[Collected data entries]
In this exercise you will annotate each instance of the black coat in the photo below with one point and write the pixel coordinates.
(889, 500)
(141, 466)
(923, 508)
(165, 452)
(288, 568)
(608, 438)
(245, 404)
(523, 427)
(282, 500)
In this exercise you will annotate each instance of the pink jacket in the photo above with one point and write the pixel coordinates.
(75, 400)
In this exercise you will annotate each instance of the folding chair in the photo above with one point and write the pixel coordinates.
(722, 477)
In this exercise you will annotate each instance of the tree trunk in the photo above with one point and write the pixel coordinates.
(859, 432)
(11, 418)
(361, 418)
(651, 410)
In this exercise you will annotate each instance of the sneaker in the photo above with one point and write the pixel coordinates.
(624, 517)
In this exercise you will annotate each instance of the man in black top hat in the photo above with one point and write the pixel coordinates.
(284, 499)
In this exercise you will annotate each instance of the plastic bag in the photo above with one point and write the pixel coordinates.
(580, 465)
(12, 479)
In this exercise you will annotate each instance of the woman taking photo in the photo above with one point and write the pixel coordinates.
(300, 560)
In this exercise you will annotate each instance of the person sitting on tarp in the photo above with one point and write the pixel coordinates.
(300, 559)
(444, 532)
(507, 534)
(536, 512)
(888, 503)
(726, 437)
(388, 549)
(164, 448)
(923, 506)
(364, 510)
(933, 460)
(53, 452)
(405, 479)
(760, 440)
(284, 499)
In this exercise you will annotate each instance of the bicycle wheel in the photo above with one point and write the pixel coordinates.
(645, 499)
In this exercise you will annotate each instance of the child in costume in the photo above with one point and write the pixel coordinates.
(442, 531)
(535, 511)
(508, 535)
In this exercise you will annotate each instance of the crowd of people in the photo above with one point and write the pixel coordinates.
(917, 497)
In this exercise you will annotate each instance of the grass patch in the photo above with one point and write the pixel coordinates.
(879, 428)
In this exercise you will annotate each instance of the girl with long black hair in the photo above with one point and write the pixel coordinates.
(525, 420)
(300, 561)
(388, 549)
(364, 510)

...

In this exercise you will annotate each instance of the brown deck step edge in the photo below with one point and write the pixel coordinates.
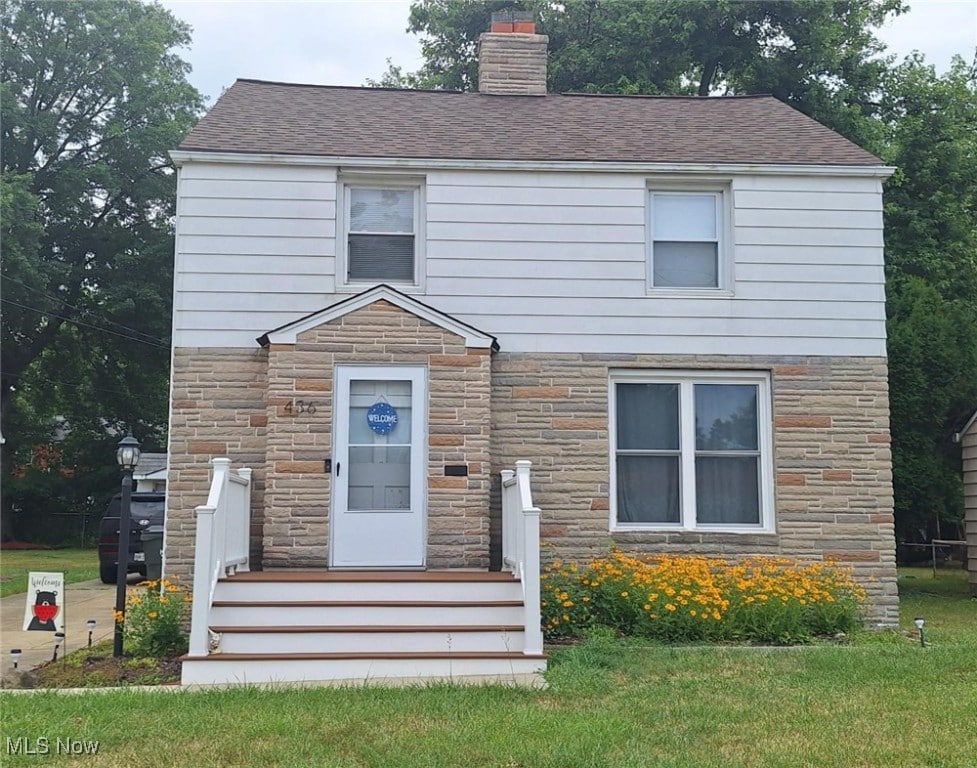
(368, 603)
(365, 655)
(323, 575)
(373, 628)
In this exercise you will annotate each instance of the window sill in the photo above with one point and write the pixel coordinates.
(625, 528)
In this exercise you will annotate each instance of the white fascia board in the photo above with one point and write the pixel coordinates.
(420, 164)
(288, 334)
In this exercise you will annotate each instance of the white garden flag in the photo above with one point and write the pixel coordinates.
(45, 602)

* * *

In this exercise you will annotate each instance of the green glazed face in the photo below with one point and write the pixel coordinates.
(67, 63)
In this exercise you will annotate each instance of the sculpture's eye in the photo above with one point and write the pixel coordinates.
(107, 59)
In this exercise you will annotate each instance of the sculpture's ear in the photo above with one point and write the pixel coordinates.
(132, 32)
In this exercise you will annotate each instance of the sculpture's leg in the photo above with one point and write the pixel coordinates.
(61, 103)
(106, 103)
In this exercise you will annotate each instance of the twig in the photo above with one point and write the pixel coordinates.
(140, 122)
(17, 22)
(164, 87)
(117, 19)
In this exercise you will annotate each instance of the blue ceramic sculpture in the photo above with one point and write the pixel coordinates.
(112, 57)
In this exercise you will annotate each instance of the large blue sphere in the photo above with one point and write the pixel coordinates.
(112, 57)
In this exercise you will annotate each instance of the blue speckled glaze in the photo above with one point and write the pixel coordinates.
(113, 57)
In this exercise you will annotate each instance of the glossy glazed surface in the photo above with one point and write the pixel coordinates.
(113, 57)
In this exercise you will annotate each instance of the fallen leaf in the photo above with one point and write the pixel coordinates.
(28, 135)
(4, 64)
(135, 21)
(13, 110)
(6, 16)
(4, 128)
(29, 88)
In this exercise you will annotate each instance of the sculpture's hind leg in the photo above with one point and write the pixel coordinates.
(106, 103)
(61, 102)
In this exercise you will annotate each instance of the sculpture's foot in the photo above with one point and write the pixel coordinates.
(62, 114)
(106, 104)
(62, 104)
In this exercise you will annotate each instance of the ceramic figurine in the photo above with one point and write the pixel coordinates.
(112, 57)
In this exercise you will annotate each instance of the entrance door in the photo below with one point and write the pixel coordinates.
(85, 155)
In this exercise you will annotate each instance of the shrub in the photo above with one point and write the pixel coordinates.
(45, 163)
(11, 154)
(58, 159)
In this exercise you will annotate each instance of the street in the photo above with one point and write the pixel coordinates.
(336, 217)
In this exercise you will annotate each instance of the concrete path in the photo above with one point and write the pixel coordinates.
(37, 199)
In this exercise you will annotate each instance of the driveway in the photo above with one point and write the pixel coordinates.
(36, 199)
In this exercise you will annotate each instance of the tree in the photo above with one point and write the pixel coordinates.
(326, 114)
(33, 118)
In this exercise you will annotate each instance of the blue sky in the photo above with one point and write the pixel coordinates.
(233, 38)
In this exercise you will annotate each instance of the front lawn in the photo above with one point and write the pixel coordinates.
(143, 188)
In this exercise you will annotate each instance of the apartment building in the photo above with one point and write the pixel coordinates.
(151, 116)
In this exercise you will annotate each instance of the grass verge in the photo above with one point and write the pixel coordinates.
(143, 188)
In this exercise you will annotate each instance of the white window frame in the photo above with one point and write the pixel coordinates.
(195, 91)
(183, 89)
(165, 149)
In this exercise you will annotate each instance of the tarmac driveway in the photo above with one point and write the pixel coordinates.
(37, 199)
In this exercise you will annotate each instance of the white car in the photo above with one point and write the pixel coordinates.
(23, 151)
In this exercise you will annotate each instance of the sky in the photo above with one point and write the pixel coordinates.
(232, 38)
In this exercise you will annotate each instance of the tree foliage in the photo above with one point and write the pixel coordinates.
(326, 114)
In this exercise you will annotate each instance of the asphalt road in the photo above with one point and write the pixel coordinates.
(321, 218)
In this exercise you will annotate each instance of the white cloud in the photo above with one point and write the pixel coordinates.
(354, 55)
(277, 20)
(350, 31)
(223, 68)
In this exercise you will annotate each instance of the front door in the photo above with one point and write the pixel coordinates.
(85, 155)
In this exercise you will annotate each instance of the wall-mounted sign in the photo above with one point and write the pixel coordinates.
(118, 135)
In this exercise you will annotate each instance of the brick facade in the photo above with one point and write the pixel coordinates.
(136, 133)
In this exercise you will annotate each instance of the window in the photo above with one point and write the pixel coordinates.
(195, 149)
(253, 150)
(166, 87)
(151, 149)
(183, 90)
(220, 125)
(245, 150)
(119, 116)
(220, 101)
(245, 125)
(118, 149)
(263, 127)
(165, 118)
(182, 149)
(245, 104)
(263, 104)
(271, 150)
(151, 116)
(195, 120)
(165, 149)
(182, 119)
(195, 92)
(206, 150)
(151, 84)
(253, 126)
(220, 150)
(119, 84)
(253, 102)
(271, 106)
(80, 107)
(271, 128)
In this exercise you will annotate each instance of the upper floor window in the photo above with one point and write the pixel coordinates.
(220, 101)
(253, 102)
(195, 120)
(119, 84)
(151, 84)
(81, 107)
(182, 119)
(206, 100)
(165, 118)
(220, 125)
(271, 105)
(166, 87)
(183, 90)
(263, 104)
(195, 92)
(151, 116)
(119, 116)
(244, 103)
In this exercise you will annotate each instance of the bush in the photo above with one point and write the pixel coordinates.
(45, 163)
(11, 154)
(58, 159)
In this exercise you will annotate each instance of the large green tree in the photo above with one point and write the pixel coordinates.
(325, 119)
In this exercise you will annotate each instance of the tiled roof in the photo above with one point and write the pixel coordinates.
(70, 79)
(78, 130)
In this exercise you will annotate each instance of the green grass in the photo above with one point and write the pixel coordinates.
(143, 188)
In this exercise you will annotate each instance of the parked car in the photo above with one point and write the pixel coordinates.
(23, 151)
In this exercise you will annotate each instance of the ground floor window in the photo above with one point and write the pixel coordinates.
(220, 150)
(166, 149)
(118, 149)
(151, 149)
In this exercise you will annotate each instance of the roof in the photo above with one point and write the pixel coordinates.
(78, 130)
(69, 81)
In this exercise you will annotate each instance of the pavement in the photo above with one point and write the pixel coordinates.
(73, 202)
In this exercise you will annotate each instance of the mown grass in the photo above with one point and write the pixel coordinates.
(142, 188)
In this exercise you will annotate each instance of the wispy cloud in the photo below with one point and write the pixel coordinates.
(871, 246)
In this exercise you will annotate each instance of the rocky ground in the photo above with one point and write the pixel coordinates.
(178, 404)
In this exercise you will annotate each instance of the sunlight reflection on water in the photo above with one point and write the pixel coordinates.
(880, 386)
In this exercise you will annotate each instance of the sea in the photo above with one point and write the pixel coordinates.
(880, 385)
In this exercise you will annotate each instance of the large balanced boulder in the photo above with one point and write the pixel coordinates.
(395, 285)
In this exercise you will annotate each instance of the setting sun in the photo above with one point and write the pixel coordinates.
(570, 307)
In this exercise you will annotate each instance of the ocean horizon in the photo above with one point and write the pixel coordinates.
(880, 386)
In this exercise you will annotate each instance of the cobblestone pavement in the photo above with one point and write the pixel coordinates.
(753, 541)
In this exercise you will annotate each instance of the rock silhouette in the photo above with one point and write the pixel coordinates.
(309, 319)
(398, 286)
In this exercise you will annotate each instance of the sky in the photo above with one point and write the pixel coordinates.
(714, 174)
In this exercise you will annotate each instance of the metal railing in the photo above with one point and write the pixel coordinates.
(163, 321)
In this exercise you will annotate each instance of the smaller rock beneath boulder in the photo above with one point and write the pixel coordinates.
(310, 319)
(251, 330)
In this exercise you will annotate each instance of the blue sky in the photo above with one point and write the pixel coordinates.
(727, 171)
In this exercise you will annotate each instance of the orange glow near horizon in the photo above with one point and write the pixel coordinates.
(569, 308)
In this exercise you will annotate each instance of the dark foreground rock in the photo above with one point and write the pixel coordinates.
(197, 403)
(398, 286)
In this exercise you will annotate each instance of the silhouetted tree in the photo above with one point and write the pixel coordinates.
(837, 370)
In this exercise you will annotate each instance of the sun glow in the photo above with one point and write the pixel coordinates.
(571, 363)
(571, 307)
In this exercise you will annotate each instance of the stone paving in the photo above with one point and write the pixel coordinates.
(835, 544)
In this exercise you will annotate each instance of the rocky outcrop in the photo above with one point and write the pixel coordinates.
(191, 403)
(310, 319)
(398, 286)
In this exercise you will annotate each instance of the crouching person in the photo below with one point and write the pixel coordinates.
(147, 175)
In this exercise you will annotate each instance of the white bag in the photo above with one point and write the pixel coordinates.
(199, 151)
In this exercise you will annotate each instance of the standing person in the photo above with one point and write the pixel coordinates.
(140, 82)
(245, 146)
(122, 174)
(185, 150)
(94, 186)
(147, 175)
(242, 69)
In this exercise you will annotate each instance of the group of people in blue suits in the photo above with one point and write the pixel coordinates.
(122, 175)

Given exercise = List every line in the items that contains the string "pavement", copying each line in full. Case counts.

Solution to this exercise =
In this exercise you will annotate each instance of the pavement in the photo above with one point and write the pixel coordinates.
In this exercise you will annotate each instance of the cobblestone pavement in the photo above with one point and write the pixel coordinates.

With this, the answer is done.